Jail staff also reviewed the phone call that the inmate made just prior to his overdose. During the telephone call, the inmate made comments of hopelessness and was emotional, indicating that the overdose may have been a suicide attempt. Based on that information, jail mental health staff was notified so that a mental health evaluation could be done.
LIKE A LOTTA PEOPLE, LAST SEEN IN LAYTONVILLE
On Tuesday, December 8, 2020 at about 5:36 PM, Mendocino County Sheriff's Deputies overheard the Willits Police Department (WPD) get dispatched to a possible armed robbery in the 1300 block of South Main Street in Willits.
The radio broadcast stated there was possibly a firearm brandished and marijuana had been stolen. The suspect(s) had fled the location northbound in a black newer model Toyota 4-Runner being chased by a white SUV.
Personnel from the Willits Police Department and Mendocino County Sheriff's Office began searching for the Toyota 4-Runner.
A Lake County Investigator, who happened to be in the area, reported being behind the Toyota 4 Runner traveling north bound on North Main Street in Willits.
The Toyota 4-Runner traveled northbound on North Highway 101 when WPD Officers and Sheriff's Deputies responded to conduct a traffic stop on the vehicle near MPM 64.5 on North Highway 101.
The Toyota 4-Runner stopped and Sheriff's Deputies began giving the driver verbal commands to surrender. The driver did not cooperate and sped away from the stop at a high rate of speed, with speeds at over 100 mph.
Sheriff's Deputies pursued but later decelerated prior to entering Laytonville, causing them to lose sight of the vehicle momentarily.
As Sheriff's Deputies proceeded into downtown Laytonville, they found the Toyota 4-Runner had attempted to make a turn into the Park N Take It parking lot.
The Toyota was traveling at a high rate of speed when it attempted the turn and collided with a large Christmas Tree and the east side wall of the business.
Two subjects had exited the vehicle and had fled on foot according to eye-witnesses. Officers from the California Highway Patrol responded and assisted with the investigation into the traffic collision.
A Mendocino County Sheriff's K-9 Deputy and his K-9 partner "Bo" began tracking the subjects from the Toyota 4-Runner. K-9 Bo was able to track one of the subjects approximately 3 miles over numerous fences finally locating the subject near Gieger's Market.
The subject, later identified as being Christian Izac Flores, 24, of New York, provided law enforcement personnel with a false name.
Law Enforcement personnel noticed Flores had injuries consistent with being in a traffic collision and jumping fences.
A search of the Toyota 4-Runner by Willits PD Officers developed indicia in the name of Christian Flores along with packaged marijuana consistent with possession for sale.
Flores was arrested by WPD Officers for numerous charges and the other subject who fled from the Toyota 4-Runner remains at large.
This outstanding subject is described as being a white male adult, wearing a white T-shirt, black pants and a dark colored beanie cap.
The outstanding subject has a sleeve tattoo on his left arm extending down to the wrist where an image of a female holding a $100 bill with an image of a bridge exists. He is possibly armed with a handgun.

== == ==

> **REQUIRED ACTION A**
Write out the pursuit report word for word, starting at "The subject, later" and ending at "remains at large.".
> **REQUIRED ACTION B**
Answer these questions from the pursuit report:
(i) What is the name of the K-9 partner that tracked one of the subjects?
(ii) What age does the report give for Christian Izac Flores?
(iii) What did the Toyota 4-Runner collide with when it attempted the turn into the parking lot?
Rely only on the pursuit report when responding.

Saved data entries:
== == ==

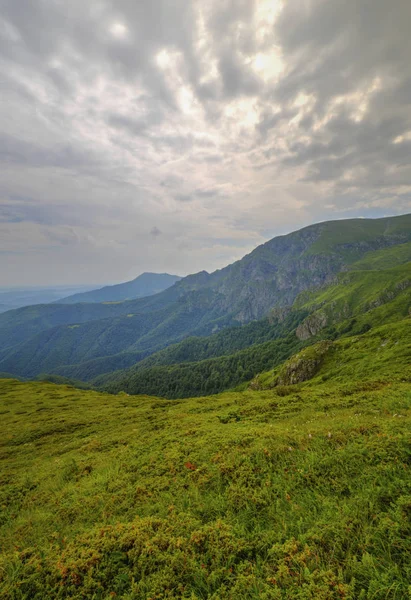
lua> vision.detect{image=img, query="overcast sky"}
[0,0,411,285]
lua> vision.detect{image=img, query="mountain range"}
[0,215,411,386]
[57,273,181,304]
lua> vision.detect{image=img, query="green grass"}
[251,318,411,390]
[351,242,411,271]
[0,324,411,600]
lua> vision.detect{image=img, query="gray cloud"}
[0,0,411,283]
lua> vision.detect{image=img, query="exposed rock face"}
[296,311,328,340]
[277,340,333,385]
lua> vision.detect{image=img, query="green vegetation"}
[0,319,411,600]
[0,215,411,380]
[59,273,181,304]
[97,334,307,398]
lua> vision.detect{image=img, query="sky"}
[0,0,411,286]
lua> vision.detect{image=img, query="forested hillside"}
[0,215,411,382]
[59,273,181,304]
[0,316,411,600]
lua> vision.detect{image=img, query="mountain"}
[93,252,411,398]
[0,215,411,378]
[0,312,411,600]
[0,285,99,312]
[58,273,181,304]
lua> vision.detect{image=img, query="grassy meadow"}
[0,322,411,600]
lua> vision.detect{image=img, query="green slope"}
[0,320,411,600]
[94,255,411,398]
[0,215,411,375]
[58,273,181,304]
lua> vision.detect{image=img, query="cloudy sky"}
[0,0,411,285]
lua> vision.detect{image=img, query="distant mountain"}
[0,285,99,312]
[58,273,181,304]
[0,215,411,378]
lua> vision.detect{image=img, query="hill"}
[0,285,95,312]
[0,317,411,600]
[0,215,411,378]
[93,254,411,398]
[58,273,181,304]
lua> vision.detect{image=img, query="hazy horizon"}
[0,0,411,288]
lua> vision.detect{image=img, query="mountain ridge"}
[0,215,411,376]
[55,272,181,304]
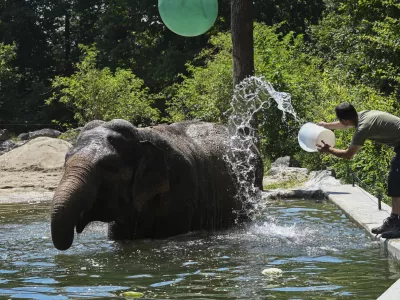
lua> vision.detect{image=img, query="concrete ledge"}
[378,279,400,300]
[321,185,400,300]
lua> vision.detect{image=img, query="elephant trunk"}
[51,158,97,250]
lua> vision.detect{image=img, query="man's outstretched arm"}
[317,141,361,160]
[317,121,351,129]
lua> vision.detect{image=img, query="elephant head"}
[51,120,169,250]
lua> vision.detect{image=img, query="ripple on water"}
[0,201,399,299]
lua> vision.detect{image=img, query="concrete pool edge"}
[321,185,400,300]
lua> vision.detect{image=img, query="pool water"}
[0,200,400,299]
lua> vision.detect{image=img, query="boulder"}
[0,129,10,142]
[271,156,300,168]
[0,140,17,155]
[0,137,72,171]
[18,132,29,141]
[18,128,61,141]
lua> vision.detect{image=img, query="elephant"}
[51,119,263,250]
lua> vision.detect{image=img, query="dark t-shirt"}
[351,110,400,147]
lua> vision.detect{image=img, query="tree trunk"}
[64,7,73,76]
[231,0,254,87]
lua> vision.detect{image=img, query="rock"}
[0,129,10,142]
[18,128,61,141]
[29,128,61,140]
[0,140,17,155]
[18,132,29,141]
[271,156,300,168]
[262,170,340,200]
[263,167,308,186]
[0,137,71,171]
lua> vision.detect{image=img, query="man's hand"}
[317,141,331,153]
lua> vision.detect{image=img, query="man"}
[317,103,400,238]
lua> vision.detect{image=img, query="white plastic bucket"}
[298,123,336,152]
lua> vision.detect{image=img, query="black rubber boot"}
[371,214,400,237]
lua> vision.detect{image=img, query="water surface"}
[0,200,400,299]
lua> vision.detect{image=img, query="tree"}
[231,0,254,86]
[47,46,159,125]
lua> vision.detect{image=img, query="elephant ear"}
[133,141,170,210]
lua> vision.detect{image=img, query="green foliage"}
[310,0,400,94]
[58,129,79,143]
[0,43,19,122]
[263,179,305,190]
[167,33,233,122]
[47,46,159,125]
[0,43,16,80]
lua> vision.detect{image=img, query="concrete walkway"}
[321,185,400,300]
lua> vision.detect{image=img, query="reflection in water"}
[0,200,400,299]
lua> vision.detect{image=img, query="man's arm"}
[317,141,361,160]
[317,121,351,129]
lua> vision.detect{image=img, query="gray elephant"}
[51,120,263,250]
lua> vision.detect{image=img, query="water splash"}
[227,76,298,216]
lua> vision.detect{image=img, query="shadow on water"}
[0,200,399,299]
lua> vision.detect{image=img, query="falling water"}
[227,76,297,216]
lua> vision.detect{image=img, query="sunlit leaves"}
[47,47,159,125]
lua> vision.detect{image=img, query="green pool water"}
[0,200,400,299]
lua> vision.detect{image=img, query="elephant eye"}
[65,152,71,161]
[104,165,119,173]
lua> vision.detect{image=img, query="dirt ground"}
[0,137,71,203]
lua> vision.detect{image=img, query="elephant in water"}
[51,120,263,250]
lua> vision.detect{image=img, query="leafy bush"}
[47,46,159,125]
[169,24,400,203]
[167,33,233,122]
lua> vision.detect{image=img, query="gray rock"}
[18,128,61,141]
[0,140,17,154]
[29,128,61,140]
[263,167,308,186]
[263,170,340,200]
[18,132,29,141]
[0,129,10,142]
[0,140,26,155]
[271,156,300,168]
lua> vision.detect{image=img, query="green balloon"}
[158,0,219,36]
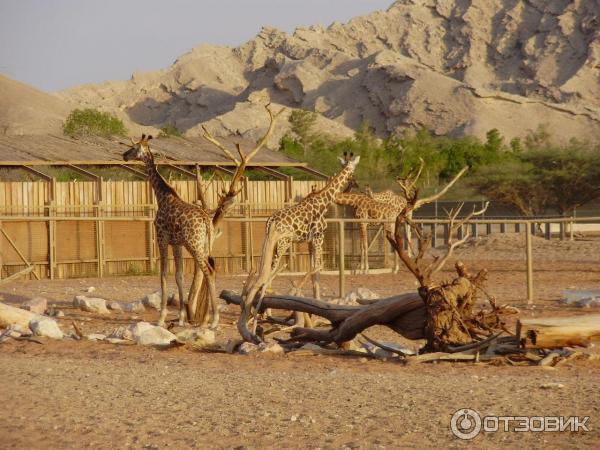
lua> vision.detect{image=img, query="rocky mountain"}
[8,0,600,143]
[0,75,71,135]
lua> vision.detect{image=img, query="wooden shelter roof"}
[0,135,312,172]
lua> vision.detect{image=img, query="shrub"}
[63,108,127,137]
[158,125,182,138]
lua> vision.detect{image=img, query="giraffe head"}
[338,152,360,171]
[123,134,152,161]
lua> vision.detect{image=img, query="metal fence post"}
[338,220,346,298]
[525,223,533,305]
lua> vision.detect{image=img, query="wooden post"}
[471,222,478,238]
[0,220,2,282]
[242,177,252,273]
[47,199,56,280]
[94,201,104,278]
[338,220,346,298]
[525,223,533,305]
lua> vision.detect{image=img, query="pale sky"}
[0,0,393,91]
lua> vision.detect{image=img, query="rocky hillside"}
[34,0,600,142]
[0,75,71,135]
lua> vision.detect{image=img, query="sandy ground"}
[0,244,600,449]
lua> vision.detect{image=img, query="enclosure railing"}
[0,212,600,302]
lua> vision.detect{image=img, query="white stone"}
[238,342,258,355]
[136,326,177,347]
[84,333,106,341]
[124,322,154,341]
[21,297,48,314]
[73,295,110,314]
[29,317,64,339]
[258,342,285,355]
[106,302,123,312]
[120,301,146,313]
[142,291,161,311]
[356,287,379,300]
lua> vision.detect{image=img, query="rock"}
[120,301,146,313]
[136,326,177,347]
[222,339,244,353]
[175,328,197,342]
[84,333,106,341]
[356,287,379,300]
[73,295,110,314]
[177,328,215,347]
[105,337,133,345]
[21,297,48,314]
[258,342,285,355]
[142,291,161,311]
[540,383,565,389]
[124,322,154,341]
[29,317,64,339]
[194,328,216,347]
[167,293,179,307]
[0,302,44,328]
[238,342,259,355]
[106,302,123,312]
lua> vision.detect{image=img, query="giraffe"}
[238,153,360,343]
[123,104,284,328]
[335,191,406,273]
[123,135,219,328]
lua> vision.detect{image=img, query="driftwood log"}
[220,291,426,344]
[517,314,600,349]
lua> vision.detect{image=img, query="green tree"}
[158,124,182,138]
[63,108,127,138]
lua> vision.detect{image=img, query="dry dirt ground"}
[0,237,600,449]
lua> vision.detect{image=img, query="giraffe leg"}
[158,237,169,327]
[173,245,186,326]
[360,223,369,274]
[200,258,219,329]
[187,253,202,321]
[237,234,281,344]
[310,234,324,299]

== == ==

> **ANSWER AREA A**
The subject, later identified as being Christian Izac Flores, 24, of New York, provided law enforcement personnel with a false name.
Law Enforcement personnel noticed Flores had injuries consistent with being in a traffic collision and jumping fences.
A search of the Toyota 4-Runner by Willits PD Officers developed indicia in the name of Christian Flores along with packaged marijuana consistent with possession for sale.
Flores was arrested by WPD Officers for numerous charges and the other subject who fled from the Toyota 4-Runner remains at large.

> **ANSWER AREA B**
(i) Bo
(ii) 24
(iii) A large Christmas Tree and the east side wall of the business